**Stored data:**
^^^^^^^^

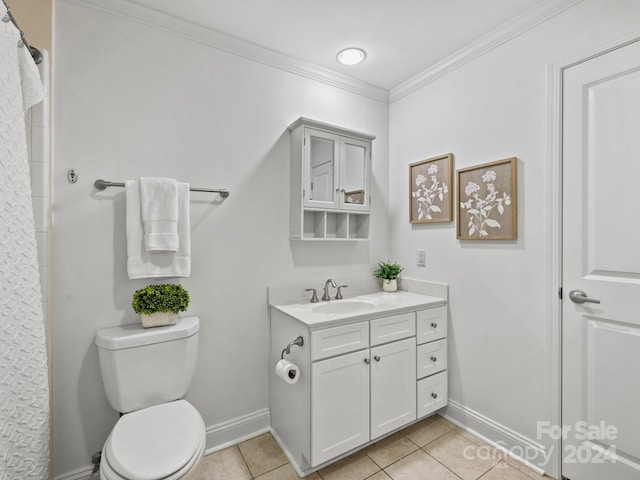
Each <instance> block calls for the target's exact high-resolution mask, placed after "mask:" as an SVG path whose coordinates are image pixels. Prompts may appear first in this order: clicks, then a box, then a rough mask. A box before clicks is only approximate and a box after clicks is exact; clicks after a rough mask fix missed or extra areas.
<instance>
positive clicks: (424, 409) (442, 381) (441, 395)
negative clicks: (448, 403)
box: [418, 371, 448, 418]
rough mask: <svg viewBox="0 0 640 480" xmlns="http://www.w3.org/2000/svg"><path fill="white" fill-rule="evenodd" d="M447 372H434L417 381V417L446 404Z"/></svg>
mask: <svg viewBox="0 0 640 480" xmlns="http://www.w3.org/2000/svg"><path fill="white" fill-rule="evenodd" d="M447 395H448V389H447V372H446V371H445V372H440V373H436V374H435V375H431V376H430V377H427V378H423V379H422V380H419V381H418V418H422V417H424V416H425V415H429V414H430V413H433V412H435V411H436V410H438V409H439V408H442V407H444V406H445V405H446V404H447Z"/></svg>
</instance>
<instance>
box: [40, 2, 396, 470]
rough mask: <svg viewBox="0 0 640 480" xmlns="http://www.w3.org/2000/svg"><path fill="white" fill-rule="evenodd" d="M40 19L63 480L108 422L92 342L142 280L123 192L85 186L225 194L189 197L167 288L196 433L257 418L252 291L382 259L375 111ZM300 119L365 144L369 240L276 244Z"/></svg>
mask: <svg viewBox="0 0 640 480" xmlns="http://www.w3.org/2000/svg"><path fill="white" fill-rule="evenodd" d="M55 13H56V15H55V16H56V25H55V32H56V37H55V47H56V54H57V56H56V68H55V75H56V78H55V85H56V90H55V107H56V108H55V158H56V165H55V171H54V192H55V203H54V205H53V211H54V255H53V263H54V265H55V271H54V301H55V345H54V368H55V371H54V403H55V424H54V428H55V472H56V475H58V476H59V477H61V478H64V477H65V476H66V477H69V476H70V475H71V476H72V474H73V472H78V475H79V474H80V473H81V472H83V471H86V466H87V465H88V464H89V462H90V455H91V454H92V453H93V452H96V451H98V450H100V449H101V448H102V445H103V442H104V441H105V439H106V436H107V434H108V433H109V431H110V429H111V428H112V426H113V425H114V423H115V421H116V420H117V414H116V413H115V412H114V411H112V410H111V408H110V407H109V405H108V404H107V401H106V398H105V396H104V393H103V390H102V385H101V382H100V373H99V369H98V357H97V350H96V347H95V345H94V343H93V340H94V336H95V333H96V331H97V330H98V329H100V328H105V327H109V326H114V325H119V324H125V323H133V322H136V321H137V319H136V317H135V315H134V313H133V311H132V309H131V307H130V301H131V295H132V293H133V292H134V291H135V290H136V289H138V288H141V287H142V286H144V285H145V284H147V283H149V282H147V281H144V280H136V281H130V280H128V278H127V274H126V257H125V228H124V209H125V198H124V191H123V189H116V188H111V189H108V190H106V191H104V192H97V191H95V190H94V189H93V186H92V185H93V182H94V181H95V180H96V179H98V178H103V179H107V180H112V181H124V180H125V179H130V178H137V177H140V176H147V175H150V176H169V177H176V178H178V179H180V180H183V181H187V182H190V183H191V184H192V185H194V186H202V187H222V188H228V189H229V190H230V192H231V195H230V196H229V198H227V199H226V200H224V201H220V199H219V197H217V196H216V195H212V194H205V193H200V194H197V193H194V194H193V195H192V200H191V222H192V237H191V238H192V275H191V277H190V278H188V279H184V280H183V281H182V282H181V283H182V284H183V285H184V286H185V287H186V288H187V289H188V290H189V291H190V293H191V299H192V300H191V306H190V308H189V310H188V312H187V314H193V315H198V316H199V317H200V320H201V330H200V357H199V366H198V370H197V372H196V375H195V379H194V381H193V385H192V388H191V389H190V391H189V393H188V399H189V400H190V401H191V402H192V403H193V404H194V405H195V406H196V407H197V408H198V409H199V411H200V412H201V413H202V415H203V417H204V419H205V423H206V424H207V426H209V427H214V426H216V425H219V424H221V423H224V422H229V421H233V420H234V419H237V418H238V417H242V416H245V415H251V414H254V413H256V412H257V414H258V415H261V414H263V413H265V412H266V409H267V407H268V368H270V367H269V365H268V342H269V336H268V318H267V307H266V301H267V298H266V287H267V285H269V284H277V283H291V282H295V281H304V282H306V283H309V286H314V284H313V281H315V282H316V283H315V285H316V286H320V285H321V283H322V282H324V280H325V279H326V278H328V277H330V276H331V277H333V278H336V279H340V278H346V277H354V276H369V275H370V273H371V271H372V269H371V265H372V264H373V263H375V262H377V261H378V260H380V259H382V258H385V257H386V256H387V253H388V249H389V233H388V230H389V229H388V221H387V218H388V217H387V212H386V205H387V193H386V192H387V189H388V179H387V172H388V158H387V152H388V106H387V105H386V104H384V103H380V102H376V101H374V100H370V99H367V98H365V97H363V96H359V95H355V94H352V93H348V92H346V91H344V90H341V89H339V88H336V87H331V86H327V85H325V84H323V83H319V82H316V81H312V80H309V79H307V78H303V77H302V76H298V75H294V74H291V73H286V72H283V71H281V70H277V69H275V68H272V67H269V66H266V65H263V64H260V63H257V62H252V61H249V60H246V59H243V58H240V57H237V56H234V55H232V54H229V53H224V52H222V51H220V50H216V49H213V48H210V47H207V46H205V45H203V44H201V43H197V42H193V41H190V40H188V39H186V38H183V37H181V36H178V35H174V34H171V33H168V32H166V31H162V30H160V29H156V28H152V27H150V26H146V25H143V24H141V23H139V22H134V21H130V20H128V19H127V18H123V17H121V16H115V15H111V14H109V13H106V12H104V11H100V10H98V9H94V8H90V7H84V6H80V5H79V4H77V3H75V2H68V1H65V0H61V1H58V2H56V12H55ZM300 116H305V117H310V118H314V119H318V120H321V121H324V122H328V123H334V124H337V125H341V126H345V127H349V128H353V129H356V130H360V131H365V132H369V133H372V134H375V135H377V139H376V140H375V141H374V147H373V150H374V160H373V177H374V179H373V180H374V181H373V205H374V214H373V219H372V232H371V240H370V241H369V242H359V243H358V244H357V245H356V244H343V243H336V244H332V245H330V246H327V245H322V244H304V245H302V244H300V243H290V242H289V240H288V229H289V228H288V219H289V214H288V208H289V163H288V162H289V139H288V132H287V129H286V128H287V126H288V125H289V124H290V123H291V122H293V121H294V120H295V119H297V118H298V117H300ZM70 168H75V169H76V170H77V171H78V174H79V181H78V183H76V184H70V183H68V182H67V179H66V172H67V170H68V169H70ZM309 279H311V281H310V282H307V280H309ZM208 446H209V447H212V446H213V445H208ZM70 472H71V473H70Z"/></svg>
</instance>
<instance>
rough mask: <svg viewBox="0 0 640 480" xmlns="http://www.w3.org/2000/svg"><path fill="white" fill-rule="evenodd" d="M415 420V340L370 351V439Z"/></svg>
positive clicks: (381, 346) (415, 343)
mask: <svg viewBox="0 0 640 480" xmlns="http://www.w3.org/2000/svg"><path fill="white" fill-rule="evenodd" d="M415 419H416V339H415V338H407V339H405V340H400V341H397V342H393V343H388V344H386V345H381V346H379V347H375V348H372V349H371V439H372V440H373V439H374V438H377V437H379V436H380V435H384V434H385V433H388V432H390V431H392V430H395V429H396V428H399V427H401V426H403V425H405V424H407V423H409V422H411V421H412V420H415Z"/></svg>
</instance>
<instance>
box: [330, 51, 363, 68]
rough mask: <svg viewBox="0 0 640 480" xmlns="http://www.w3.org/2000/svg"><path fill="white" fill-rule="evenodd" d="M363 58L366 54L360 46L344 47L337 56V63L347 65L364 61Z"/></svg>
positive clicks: (355, 63)
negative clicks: (352, 46)
mask: <svg viewBox="0 0 640 480" xmlns="http://www.w3.org/2000/svg"><path fill="white" fill-rule="evenodd" d="M365 58H367V54H366V53H365V51H364V50H362V49H361V48H345V49H344V50H342V51H341V52H340V53H338V56H337V59H338V62H339V63H341V64H342V65H348V66H351V65H358V64H359V63H362V62H364V59H365Z"/></svg>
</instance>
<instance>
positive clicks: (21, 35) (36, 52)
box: [2, 0, 42, 65]
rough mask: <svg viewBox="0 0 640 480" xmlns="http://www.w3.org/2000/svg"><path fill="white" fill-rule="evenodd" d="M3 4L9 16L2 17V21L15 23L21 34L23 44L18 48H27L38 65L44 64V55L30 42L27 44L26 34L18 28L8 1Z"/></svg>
mask: <svg viewBox="0 0 640 480" xmlns="http://www.w3.org/2000/svg"><path fill="white" fill-rule="evenodd" d="M2 3H4V6H5V8H6V9H7V14H6V15H5V16H4V17H2V21H3V22H4V23H9V22H11V23H13V25H14V26H15V27H16V28H17V29H18V32H20V42H22V44H20V43H19V44H18V46H21V47H26V48H27V49H28V50H29V53H30V54H31V57H32V58H33V61H34V62H36V65H38V64H40V63H42V53H41V52H40V50H38V49H37V48H36V47H32V46H31V45H29V42H27V39H26V38H24V32H23V31H22V29H21V28H20V27H19V26H18V22H16V19H15V18H14V16H13V15H12V13H11V9H10V8H9V5H7V2H6V0H2Z"/></svg>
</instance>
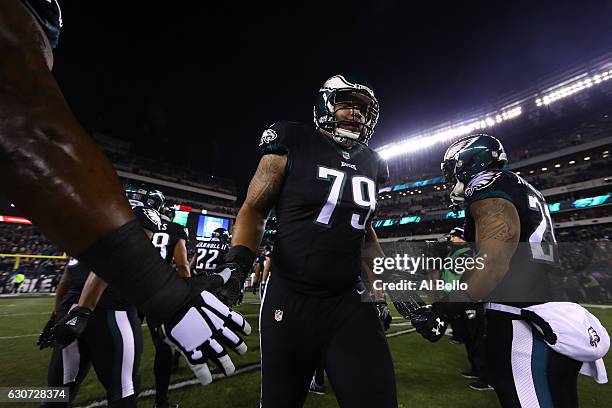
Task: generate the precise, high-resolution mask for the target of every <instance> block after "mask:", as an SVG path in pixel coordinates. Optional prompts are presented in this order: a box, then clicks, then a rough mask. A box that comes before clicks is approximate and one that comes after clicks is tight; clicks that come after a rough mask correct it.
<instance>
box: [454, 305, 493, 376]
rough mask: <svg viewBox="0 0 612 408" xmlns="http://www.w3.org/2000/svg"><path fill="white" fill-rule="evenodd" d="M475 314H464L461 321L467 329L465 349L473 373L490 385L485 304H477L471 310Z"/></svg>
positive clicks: (464, 326) (466, 328)
mask: <svg viewBox="0 0 612 408" xmlns="http://www.w3.org/2000/svg"><path fill="white" fill-rule="evenodd" d="M470 309H471V310H474V311H475V313H474V314H472V313H470V314H469V315H468V314H467V313H464V314H462V315H461V317H460V319H462V320H463V323H464V327H465V348H466V351H467V354H468V360H469V361H470V364H471V365H472V371H473V372H475V373H477V374H478V377H479V379H480V380H482V381H484V382H486V383H487V384H489V378H488V372H487V347H486V341H487V337H486V327H487V320H486V317H485V311H484V304H483V303H476V304H475V305H474V307H473V308H472V307H471V308H470Z"/></svg>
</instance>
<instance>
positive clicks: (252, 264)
mask: <svg viewBox="0 0 612 408" xmlns="http://www.w3.org/2000/svg"><path fill="white" fill-rule="evenodd" d="M223 260H224V262H223V263H222V264H221V265H219V266H218V267H217V270H216V271H215V274H217V275H218V276H221V277H222V278H223V282H224V285H223V286H222V287H220V288H219V289H217V290H215V294H216V295H217V296H218V297H219V299H220V300H221V301H222V302H223V303H225V304H226V305H227V306H233V305H235V304H236V301H237V300H238V298H239V297H240V291H241V290H242V288H243V286H244V281H245V280H246V277H247V274H248V273H249V271H250V270H251V267H252V266H253V262H254V261H255V253H254V252H253V251H251V250H250V249H249V248H247V247H246V246H244V245H236V246H232V247H231V248H230V250H229V251H227V254H225V257H224V258H223Z"/></svg>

^^^^^^^^

**WHAT IS EXPECTED:** Rewrite the part of the items that opens at their start and closes with the line containing "box: [418, 371, 448, 418]", substituting "points" for every "clicks" and keeping everything else unchanged. Leave the pictures out of your answer.

**REPLY:**
Each <instance> block calls for the target's exact high-resolution mask, placed after "mask:" as an SVG path whose coordinates are image pixels. Prompts may appear first in this order: points, then a box, then a rough mask. A box before points is only approximate and a box after points is exact; points after a rough mask fix missed or extra areas.
<instance>
positive points: (424, 409) (442, 381) (441, 395)
negative points: (448, 403)
box: [418, 371, 448, 418]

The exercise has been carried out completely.